Print all entries word for word.

RECORDED DATA:
━━━
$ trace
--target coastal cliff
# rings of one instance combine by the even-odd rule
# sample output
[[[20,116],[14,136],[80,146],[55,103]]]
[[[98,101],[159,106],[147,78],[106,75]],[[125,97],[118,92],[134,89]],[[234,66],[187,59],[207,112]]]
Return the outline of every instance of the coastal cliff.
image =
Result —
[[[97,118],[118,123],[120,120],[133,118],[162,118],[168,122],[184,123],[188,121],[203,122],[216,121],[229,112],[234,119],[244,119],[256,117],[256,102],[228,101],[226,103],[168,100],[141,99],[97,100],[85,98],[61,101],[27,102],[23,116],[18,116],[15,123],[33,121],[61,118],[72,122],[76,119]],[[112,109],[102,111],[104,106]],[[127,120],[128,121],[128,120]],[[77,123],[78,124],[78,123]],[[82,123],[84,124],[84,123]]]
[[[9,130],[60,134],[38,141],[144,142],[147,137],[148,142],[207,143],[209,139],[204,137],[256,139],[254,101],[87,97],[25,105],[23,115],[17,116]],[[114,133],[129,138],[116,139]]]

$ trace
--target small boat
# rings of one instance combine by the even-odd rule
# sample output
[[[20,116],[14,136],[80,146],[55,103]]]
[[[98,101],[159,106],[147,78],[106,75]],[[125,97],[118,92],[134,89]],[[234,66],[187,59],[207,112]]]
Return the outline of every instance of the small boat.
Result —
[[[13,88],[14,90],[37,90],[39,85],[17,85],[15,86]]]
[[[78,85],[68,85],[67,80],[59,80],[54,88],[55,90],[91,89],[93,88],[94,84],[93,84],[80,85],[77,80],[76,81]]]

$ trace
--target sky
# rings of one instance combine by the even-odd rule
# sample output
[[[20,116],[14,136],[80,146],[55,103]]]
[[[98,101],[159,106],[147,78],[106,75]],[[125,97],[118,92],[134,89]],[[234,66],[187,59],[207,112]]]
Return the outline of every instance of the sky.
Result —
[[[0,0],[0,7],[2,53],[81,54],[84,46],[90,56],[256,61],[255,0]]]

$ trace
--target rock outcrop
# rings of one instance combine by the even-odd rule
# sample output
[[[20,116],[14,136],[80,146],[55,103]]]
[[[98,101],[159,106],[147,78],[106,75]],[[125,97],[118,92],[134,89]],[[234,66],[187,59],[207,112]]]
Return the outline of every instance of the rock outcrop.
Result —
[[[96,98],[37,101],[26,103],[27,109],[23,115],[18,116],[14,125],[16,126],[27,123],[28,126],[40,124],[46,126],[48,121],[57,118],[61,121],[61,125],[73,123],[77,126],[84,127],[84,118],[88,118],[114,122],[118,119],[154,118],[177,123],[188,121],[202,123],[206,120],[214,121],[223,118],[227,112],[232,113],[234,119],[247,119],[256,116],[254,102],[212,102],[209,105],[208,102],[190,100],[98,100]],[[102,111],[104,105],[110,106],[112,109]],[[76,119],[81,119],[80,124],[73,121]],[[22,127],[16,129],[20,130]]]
━━━
TASK RESPONSE:
$ trace
--target coastal cliff
# rings of one instance combine by the even-odd rule
# sample output
[[[20,116],[14,136],[80,146],[55,103]]]
[[[98,101],[159,106],[147,78],[106,75]],[[125,97],[118,92],[134,89]],[[234,66],[187,59],[207,112]]]
Return the outline of every instance of the coastal cliff.
image =
Result —
[[[97,118],[118,123],[120,120],[133,118],[162,118],[168,122],[184,123],[188,121],[203,122],[216,121],[229,112],[234,119],[244,119],[256,117],[256,102],[228,101],[226,103],[168,100],[141,99],[97,100],[85,98],[61,101],[27,102],[23,116],[18,116],[15,123],[33,121],[61,118],[72,122],[76,119]],[[112,109],[102,111],[104,106]],[[127,120],[128,121],[128,120]],[[77,123],[78,124],[78,123]],[[82,123],[84,124],[84,123]]]
[[[9,130],[60,134],[38,141],[144,142],[147,137],[148,142],[207,143],[209,139],[204,137],[256,139],[254,101],[87,97],[25,105],[23,115],[17,116]],[[114,133],[129,138],[116,139]]]

$ trace
--target small boat
# rings of one instance combine by the even-odd rule
# sample output
[[[20,116],[14,136],[80,146],[55,103]]]
[[[98,101],[159,106],[147,78],[106,75]],[[125,97],[118,92],[134,89]],[[234,66],[187,59],[207,112]]]
Return the outline of every instance of the small boat.
Result —
[[[13,88],[14,90],[37,90],[39,85],[17,85],[15,86]]]
[[[78,85],[68,85],[67,80],[59,80],[54,88],[55,90],[91,89],[93,88],[94,84],[93,84],[80,85],[77,80],[76,81]]]

$ trace
--target sky
# rings of one instance combine by the even-odd rule
# sample output
[[[20,116],[14,136],[80,146],[55,103]]]
[[[98,101],[159,106],[147,78],[106,75]],[[125,97],[118,92],[134,89]],[[234,66],[187,59],[207,112]]]
Return the outline of every instance of the sky.
Result —
[[[0,0],[0,7],[2,53],[81,54],[84,46],[90,56],[256,61],[255,0]]]

$ trace
--target rock outcrop
# rings of one instance combine by the even-odd rule
# sample output
[[[20,116],[14,136],[80,146],[55,103]]]
[[[98,101],[159,106],[147,78],[106,75]],[[125,97],[118,92],[134,89]],[[234,66],[187,59],[207,112]]]
Return the outline of every instance of the rock outcrop.
Result —
[[[96,98],[37,101],[26,103],[27,109],[23,115],[18,116],[14,125],[16,126],[27,123],[28,126],[40,124],[46,126],[48,121],[57,118],[61,121],[61,125],[73,123],[77,126],[84,127],[84,118],[88,118],[114,122],[118,119],[154,118],[177,123],[188,121],[202,123],[206,120],[214,121],[223,118],[227,112],[232,113],[234,119],[247,119],[256,116],[254,102],[212,102],[209,105],[208,102],[190,100],[98,100]],[[102,111],[104,105],[110,106],[112,109]],[[76,119],[81,119],[80,124],[73,121]],[[22,127],[16,129],[20,130]]]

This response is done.